Dataset excerpts
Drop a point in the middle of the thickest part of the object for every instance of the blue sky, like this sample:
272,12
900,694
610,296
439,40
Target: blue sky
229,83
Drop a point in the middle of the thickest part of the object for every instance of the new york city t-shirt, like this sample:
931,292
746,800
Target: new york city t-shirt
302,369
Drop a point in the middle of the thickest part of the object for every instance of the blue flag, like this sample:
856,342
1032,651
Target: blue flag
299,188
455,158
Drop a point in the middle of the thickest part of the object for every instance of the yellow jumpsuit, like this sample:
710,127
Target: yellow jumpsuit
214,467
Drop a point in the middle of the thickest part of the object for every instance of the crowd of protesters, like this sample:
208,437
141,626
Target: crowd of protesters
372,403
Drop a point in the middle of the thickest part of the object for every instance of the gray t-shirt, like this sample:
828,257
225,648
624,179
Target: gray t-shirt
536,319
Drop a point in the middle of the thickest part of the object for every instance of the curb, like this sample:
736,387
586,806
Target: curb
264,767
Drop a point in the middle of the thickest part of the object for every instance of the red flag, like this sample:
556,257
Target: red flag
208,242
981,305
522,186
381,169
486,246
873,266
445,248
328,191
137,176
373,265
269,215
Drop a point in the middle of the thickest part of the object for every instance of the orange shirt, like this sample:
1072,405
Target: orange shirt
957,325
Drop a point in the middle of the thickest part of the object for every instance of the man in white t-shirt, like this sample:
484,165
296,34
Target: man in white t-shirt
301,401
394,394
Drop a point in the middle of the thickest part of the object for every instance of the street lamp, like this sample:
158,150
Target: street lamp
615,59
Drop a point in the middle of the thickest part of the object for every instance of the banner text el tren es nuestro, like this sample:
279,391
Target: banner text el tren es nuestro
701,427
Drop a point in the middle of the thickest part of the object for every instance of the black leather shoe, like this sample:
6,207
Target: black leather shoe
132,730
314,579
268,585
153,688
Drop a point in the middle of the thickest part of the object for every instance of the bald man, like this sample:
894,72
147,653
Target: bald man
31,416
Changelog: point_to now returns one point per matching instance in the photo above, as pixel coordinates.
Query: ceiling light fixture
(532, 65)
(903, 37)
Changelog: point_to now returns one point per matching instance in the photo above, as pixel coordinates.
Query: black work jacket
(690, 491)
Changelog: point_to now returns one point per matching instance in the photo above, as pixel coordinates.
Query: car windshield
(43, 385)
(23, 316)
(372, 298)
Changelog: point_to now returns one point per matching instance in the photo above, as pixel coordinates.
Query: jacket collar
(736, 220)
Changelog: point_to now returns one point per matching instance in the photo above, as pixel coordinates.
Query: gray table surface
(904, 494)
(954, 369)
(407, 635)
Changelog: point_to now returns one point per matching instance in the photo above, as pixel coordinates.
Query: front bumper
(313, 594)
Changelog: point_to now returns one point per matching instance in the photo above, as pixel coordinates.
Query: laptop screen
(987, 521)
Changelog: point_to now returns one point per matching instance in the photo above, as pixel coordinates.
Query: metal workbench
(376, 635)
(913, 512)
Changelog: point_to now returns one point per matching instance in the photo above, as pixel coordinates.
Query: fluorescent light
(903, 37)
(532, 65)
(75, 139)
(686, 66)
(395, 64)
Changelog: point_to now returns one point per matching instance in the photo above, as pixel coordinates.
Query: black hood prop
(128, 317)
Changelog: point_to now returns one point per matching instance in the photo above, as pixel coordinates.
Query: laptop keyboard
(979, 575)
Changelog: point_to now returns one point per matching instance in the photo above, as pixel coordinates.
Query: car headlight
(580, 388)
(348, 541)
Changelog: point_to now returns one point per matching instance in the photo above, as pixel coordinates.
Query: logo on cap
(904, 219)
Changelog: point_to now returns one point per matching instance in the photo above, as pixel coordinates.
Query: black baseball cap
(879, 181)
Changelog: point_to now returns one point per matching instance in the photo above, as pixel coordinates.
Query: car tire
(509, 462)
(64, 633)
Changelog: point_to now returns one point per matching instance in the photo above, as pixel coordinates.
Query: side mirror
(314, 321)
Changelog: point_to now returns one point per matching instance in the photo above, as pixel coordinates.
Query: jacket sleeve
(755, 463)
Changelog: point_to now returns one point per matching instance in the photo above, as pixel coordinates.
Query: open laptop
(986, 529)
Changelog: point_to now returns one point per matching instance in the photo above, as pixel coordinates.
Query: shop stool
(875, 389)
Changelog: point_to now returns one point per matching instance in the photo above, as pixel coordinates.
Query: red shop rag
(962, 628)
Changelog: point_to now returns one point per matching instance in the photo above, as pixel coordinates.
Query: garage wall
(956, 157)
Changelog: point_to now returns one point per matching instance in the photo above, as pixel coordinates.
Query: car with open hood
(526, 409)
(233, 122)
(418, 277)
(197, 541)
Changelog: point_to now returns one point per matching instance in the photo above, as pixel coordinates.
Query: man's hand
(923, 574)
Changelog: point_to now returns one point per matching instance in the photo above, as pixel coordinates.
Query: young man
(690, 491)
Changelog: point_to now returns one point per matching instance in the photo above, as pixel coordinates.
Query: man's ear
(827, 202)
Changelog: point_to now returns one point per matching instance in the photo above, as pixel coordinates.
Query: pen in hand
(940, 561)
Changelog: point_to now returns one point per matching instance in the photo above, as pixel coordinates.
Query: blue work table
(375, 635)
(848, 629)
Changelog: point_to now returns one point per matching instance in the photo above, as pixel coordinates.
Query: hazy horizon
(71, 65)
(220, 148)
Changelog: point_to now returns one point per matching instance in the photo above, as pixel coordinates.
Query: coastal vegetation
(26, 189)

* [The problem] Set down all the data exactly as given.

* [Answer for the task]
Drop a point in the middle of the thickest part of the object for every instance of the blue sky, like this sample:
272,12
900,694
610,296
439,40
Target: blue sky
229,83
Drop a point in the middle of the thickest part of the object for every instance of the new york city t-shirt, like this sample:
931,292
746,800
Target: new york city t-shirt
302,369
Drop a point in the middle of the thickest part of the object for every instance of the blue flag, like this sample:
856,342
1032,651
Target: blue flag
299,188
455,158
Drop a point in the middle of the thickest part of the object for every instance of the yellow jumpsuit, like this sample:
710,127
Target: yellow jumpsuit
214,467
Drop a point in the middle of the thickest part of the object for every instance of the crowd of protesters, like this sample:
208,437
141,626
Target: crowd of protesters
372,403
Drop a point in the middle of the thickest part of the object for every instance of the gray t-shirt, like this sample:
828,257
225,648
624,179
Target: gray t-shirt
536,319
Drop a point in the middle of the thickest part of the object for every instance of the curb, like this sample:
736,387
586,806
Target: curb
264,767
Drop a point in the middle of the thickest part of the object for every instance of the red flag, like this sample:
556,257
Target: red flag
208,242
981,305
522,186
381,169
486,246
873,266
445,248
328,191
137,176
373,265
269,215
Drop a point in the middle of the thickest part of the object for every instance of the orange shirt, like this sample:
1072,405
Target: orange shirt
957,325
Drop a point in the middle of the thickest part of the object for every instance of the man in white t-shirt, like this sample:
484,165
296,34
Target: man in white t-shirt
301,401
394,394
Drop a point in the middle of the thickest part of the object for every instance of the street lamp, like this sample:
158,150
Target: street lamp
615,59
Drop a point in the middle of the thickest part of the object for every instance of the banner text el tren es nuestro, like this sample:
279,391
Target: banner text el tren es nuestro
701,427
Drop a point in the middle of the thickest part of the object for every instance of the black leather shoe, like this sample:
6,207
Target: black leather shoe
132,730
314,579
268,585
153,688
Drop a point in the middle of the thickest part of the object for every instance of the bald man, like this sample:
894,72
147,653
Target: bald man
31,416
Changelog: point_to now returns one point per matching instance in the photo above, as pixel coordinates.
Query: ceiling light fixture
(532, 65)
(903, 37)
Changelog: point_to now returns one point per matching instance in the photo above, as pixel coordinates.
Query: black work jacket
(690, 491)
Changelog: point_to now returns one point per matching instance in the photo above, as pixel coordinates.
Query: car windshield
(43, 385)
(23, 316)
(372, 298)
Changelog: point_to now returns one point per matching instance in the photo above, as pixel coordinates.
Query: jacket collar
(736, 220)
Changelog: point_to now returns one point per matching instance in the photo above, as pixel coordinates.
Query: gray table surface
(904, 494)
(954, 369)
(407, 635)
Changelog: point_to now returns one point per matching instance in the photo above, as pixel coordinates.
Query: front bumper
(313, 594)
Changelog: point_to now returns one point per matching instance in the photo above, as pixel coordinates.
Query: laptop screen
(987, 521)
Changelog: point_to now returns one point per matching instance in the photo above, as pixel coordinates.
Query: metal workbench
(376, 635)
(913, 512)
Changelog: point_to now returns one point per matching instance in the photo above, as pixel coordinates.
Query: fluorescent light
(903, 37)
(532, 65)
(75, 139)
(686, 66)
(395, 64)
Changelog: point_to now returns one point per matching instance in the photo above, as pixel coordinates.
Query: black hood prop
(128, 317)
Changelog: point_to now returns one point per matching instance in the photo above, as pixel coordinates.
Query: laptop keyboard
(979, 575)
Changelog: point_to now returns one point per matching instance in the photo above, as pixel coordinates.
Query: car headlight
(580, 388)
(348, 541)
Changelog: point_to now returns one point per matching instance in the photo above, as pixel coordinates.
Query: logo on cap
(904, 219)
Changelog: point_to now returns one point per matching instance in the photo above, as pixel coordinates.
Query: black baseball cap
(879, 181)
Changelog: point_to now returns one point per matching instance in the photo above, as pixel coordinates.
Query: car tire
(509, 462)
(64, 633)
Changelog: point_to now returns one point per matching instance in the photo above, as pixel coordinates.
Query: side mirror
(314, 321)
Changelog: point_to now returns one point per matching instance in the photo above, as pixel coordinates.
Query: jacket sleeve
(755, 463)
Changelog: point_to now returns one point per matching instance in the photo above, as pixel coordinates.
Query: open laptop
(986, 529)
Changelog: point_to now returns one point per matching instance in the photo above, as pixel coordinates.
Query: shop stool
(875, 389)
Changelog: point_to now returns one point per matching instance in the photo above, as pixel coordinates.
Query: red shop rag
(962, 628)
Changelog: point_to now returns one point per matching instance in the photo above, as pixel coordinates.
Query: garage wall
(956, 157)
Changelog: point_to now returns one point per matching instance in the photo above, as pixel coordinates.
Query: car with open hood
(526, 409)
(233, 122)
(418, 277)
(197, 541)
Changelog: point_to now returns one point per matching instance in the photo above, as pixel coordinates.
Query: man's hand
(923, 574)
Changelog: point_to now returns one point per matching instance in the photo above, as pixel coordinates.
Query: young man
(690, 491)
Changelog: point_to now returns one point per matching instance in the photo above, as pixel coordinates.
Query: man's ear
(827, 202)
Changelog: point_to now returns one point per matching instance in the photo above, as pixel coordinates.
Query: pen in hand
(940, 561)
Changelog: point_to now returns one point per matching instance in the photo above, as pixel coordinates.
Query: blue work table
(375, 635)
(848, 629)
Changelog: point_to now returns one point per matching instance in the photo above, as pixel coordinates.
Query: hazy horizon
(71, 65)
(220, 148)
Changelog: point_to now returns one point per matching instance in the photo above, as pixel coordinates.
Query: coastal vegetation
(26, 189)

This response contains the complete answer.